> CHALLENGE
Tally the lines in the listing below that contain the word "head", matching case exactly, and give only that number.

> SOURCE DATA
----
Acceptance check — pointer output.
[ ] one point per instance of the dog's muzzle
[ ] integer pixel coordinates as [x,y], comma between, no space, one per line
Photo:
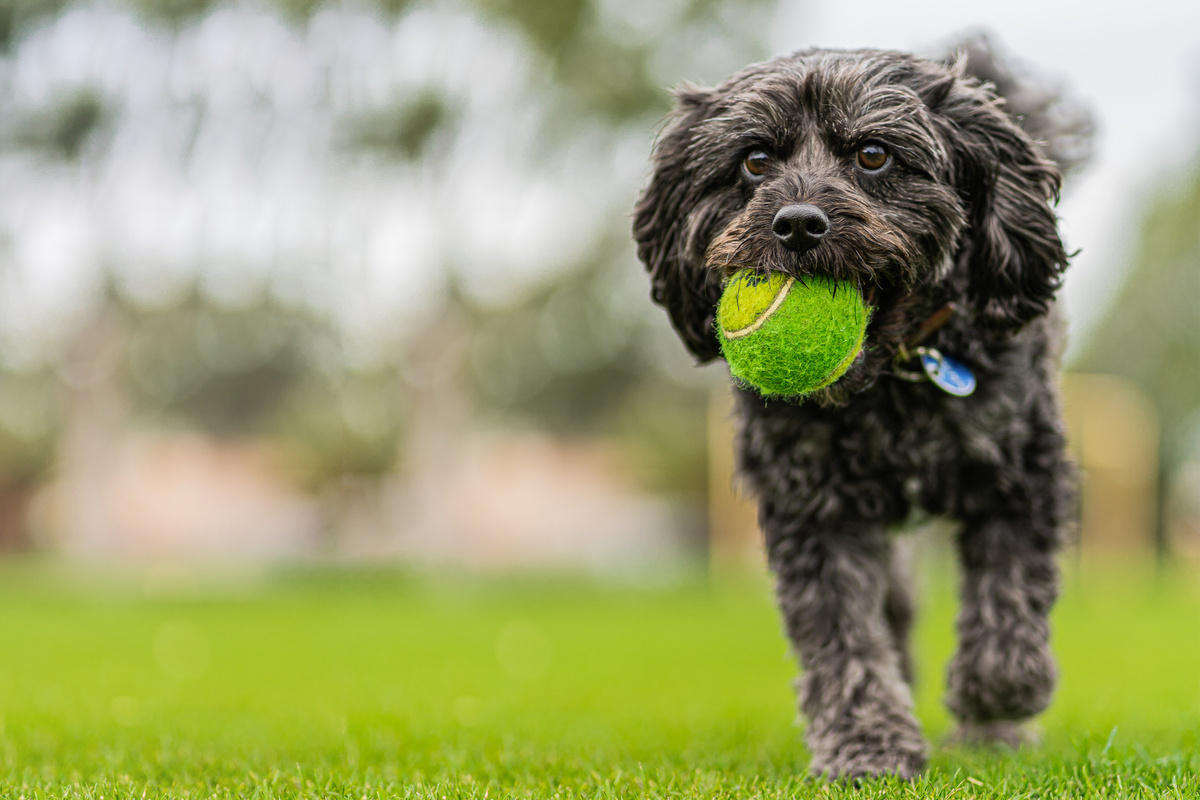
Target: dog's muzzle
[801,227]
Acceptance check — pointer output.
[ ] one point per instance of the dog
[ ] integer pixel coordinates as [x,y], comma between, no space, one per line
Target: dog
[910,178]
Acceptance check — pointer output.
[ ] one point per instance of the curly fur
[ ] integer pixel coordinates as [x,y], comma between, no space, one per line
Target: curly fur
[960,215]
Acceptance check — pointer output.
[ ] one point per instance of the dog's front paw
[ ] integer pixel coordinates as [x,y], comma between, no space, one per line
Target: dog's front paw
[892,749]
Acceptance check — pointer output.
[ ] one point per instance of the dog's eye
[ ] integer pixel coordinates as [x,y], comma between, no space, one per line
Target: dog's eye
[755,163]
[873,157]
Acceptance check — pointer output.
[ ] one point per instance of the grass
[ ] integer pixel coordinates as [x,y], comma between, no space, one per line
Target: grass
[385,684]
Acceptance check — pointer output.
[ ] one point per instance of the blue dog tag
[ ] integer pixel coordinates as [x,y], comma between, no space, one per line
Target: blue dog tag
[948,374]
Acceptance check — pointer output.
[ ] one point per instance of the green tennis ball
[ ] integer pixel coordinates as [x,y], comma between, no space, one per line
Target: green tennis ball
[786,337]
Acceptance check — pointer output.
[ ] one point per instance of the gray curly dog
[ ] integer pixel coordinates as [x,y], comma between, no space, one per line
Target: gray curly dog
[916,180]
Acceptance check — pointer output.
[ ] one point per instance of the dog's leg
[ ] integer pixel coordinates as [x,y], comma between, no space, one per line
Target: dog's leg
[1003,672]
[898,607]
[832,591]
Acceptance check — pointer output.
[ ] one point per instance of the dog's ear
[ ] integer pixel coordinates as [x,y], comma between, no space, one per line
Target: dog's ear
[665,222]
[1011,248]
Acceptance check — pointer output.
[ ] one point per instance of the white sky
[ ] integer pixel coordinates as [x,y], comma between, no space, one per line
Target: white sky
[1137,64]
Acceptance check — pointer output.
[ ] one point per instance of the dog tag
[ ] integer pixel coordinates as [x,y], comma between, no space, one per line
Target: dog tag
[951,376]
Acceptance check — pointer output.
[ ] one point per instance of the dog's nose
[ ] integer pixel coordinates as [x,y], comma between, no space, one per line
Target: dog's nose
[801,227]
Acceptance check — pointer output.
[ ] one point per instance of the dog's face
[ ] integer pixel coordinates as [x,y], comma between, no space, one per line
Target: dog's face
[883,169]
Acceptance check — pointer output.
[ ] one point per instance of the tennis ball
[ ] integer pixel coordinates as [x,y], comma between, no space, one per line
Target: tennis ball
[790,337]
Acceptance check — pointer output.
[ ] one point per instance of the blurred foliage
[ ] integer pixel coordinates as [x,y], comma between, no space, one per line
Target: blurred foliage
[406,130]
[1151,334]
[223,370]
[579,358]
[574,355]
[31,414]
[63,127]
[341,425]
[264,370]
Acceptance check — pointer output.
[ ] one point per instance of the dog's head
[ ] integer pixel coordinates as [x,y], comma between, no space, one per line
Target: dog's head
[894,172]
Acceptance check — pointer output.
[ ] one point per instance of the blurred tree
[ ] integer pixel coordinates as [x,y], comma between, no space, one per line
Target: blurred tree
[1151,332]
[263,370]
[580,352]
[31,416]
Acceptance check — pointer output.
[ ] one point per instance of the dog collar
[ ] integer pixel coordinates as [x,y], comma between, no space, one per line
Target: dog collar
[947,373]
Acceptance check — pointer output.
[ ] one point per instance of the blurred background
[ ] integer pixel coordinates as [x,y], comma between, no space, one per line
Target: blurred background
[352,281]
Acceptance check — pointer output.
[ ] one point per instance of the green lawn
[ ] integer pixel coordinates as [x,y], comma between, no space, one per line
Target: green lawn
[389,684]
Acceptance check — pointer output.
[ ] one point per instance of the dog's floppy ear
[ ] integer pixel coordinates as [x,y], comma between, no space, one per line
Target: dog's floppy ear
[664,230]
[1011,248]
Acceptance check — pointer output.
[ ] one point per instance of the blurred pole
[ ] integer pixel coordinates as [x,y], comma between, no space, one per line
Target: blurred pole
[735,542]
[1114,439]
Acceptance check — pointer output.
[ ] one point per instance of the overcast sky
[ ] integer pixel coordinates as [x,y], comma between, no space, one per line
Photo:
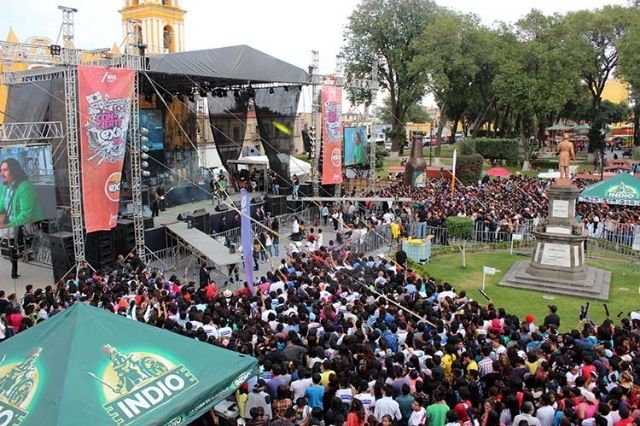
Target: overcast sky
[287,29]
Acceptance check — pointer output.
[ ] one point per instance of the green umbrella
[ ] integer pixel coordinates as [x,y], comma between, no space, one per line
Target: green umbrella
[623,188]
[87,366]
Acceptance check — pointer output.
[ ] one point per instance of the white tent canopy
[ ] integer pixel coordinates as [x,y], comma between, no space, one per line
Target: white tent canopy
[296,166]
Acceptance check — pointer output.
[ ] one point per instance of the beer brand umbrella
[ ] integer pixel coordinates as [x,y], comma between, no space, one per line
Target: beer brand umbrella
[87,366]
[622,188]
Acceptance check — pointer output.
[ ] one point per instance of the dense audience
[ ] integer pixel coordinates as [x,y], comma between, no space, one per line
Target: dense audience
[345,338]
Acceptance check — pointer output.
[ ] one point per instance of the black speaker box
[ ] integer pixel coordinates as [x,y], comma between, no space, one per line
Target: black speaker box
[99,249]
[276,204]
[124,237]
[155,238]
[201,221]
[62,254]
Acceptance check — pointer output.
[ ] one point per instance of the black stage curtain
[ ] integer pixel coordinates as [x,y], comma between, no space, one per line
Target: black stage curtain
[276,110]
[228,118]
[28,102]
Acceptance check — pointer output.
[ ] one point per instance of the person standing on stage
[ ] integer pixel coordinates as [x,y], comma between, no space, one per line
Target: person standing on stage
[19,204]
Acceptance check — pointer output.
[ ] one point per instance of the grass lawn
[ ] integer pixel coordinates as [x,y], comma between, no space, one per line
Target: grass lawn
[623,293]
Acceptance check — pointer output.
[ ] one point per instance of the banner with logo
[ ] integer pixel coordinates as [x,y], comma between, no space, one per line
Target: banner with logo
[132,373]
[104,100]
[331,134]
[245,235]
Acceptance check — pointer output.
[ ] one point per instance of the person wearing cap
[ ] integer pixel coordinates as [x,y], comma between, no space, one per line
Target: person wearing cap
[526,414]
[552,318]
[259,399]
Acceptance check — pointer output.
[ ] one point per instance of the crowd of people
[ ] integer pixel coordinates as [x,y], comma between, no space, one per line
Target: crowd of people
[346,338]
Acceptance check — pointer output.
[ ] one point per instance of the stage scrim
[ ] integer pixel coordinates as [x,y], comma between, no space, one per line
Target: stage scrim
[228,118]
[276,109]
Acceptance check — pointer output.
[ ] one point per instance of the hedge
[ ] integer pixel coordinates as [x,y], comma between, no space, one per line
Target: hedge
[460,227]
[469,168]
[498,149]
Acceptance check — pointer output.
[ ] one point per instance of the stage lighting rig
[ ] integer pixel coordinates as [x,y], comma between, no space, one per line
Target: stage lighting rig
[55,49]
[144,148]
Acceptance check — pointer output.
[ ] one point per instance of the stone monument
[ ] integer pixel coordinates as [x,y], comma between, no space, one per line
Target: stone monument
[558,261]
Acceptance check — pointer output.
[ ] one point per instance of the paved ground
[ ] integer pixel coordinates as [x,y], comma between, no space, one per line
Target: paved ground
[40,275]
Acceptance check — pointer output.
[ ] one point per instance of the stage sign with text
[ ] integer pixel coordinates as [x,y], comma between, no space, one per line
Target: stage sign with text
[331,134]
[104,99]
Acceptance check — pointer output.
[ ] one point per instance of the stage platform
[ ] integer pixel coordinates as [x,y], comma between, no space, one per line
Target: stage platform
[216,253]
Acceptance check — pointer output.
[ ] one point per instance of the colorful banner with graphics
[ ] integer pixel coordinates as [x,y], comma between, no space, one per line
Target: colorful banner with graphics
[104,99]
[331,134]
[245,234]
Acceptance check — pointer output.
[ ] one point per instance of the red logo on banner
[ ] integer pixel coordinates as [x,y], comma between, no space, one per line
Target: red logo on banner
[104,98]
[331,134]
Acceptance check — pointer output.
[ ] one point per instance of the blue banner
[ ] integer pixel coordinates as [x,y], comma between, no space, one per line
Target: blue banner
[245,233]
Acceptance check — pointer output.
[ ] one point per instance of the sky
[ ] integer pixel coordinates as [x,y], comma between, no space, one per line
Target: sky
[287,29]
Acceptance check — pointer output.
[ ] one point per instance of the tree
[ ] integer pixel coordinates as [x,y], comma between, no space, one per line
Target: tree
[384,30]
[447,50]
[415,113]
[593,39]
[629,69]
[535,78]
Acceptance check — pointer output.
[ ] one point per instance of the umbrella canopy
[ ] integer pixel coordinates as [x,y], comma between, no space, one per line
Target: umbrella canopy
[498,172]
[89,366]
[558,127]
[622,188]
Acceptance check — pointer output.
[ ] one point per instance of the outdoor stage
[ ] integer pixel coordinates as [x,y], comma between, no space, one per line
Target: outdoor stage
[41,275]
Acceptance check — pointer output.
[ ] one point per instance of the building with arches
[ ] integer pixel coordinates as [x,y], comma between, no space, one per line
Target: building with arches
[160,24]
----
> ANSWER IN FULL
2